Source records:
☆ ☆ ☆ ☆ ☆
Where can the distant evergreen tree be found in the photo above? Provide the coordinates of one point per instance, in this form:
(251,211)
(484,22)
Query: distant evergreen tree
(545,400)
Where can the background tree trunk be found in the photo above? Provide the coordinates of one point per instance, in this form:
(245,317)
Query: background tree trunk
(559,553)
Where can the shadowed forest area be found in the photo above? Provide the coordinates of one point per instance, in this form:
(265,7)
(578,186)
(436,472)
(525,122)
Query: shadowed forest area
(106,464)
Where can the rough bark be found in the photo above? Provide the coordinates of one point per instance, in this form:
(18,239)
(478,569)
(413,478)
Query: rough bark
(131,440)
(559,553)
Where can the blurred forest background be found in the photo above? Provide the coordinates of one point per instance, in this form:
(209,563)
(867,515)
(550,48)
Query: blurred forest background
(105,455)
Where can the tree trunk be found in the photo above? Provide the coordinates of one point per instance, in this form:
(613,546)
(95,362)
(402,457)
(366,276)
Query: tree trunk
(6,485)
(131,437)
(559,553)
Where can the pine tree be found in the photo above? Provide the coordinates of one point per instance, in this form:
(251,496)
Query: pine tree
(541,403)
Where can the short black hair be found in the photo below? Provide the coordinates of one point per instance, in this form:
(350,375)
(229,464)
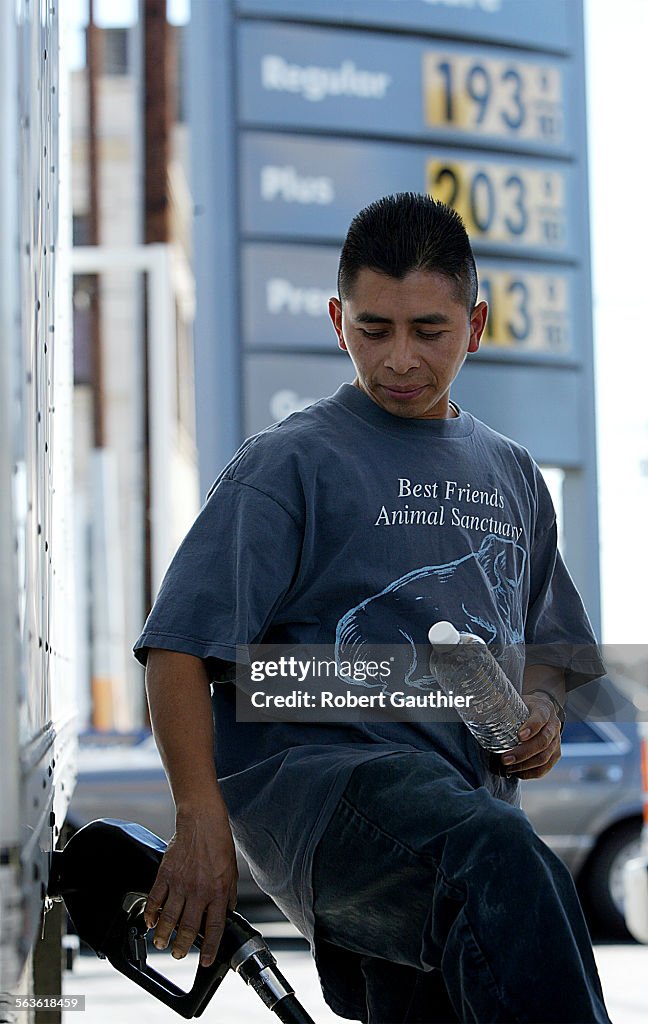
☆ ☆ ☆ ☆ ☆
◆ **What to do**: Please copy exactly the lines from the one containing "Where can the pine" through the end of the records above, leaving out every picture.

◆ **Output for this task**:
Where can the pine tree be found in the photo above? Provide the coordinates of one point per instance, in this form:
(251,496)
Query: pine tree
(541,403)
Where can the short black hair be found in the photo below? Provide the coordinates of one point per instance, in this form:
(350,375)
(229,464)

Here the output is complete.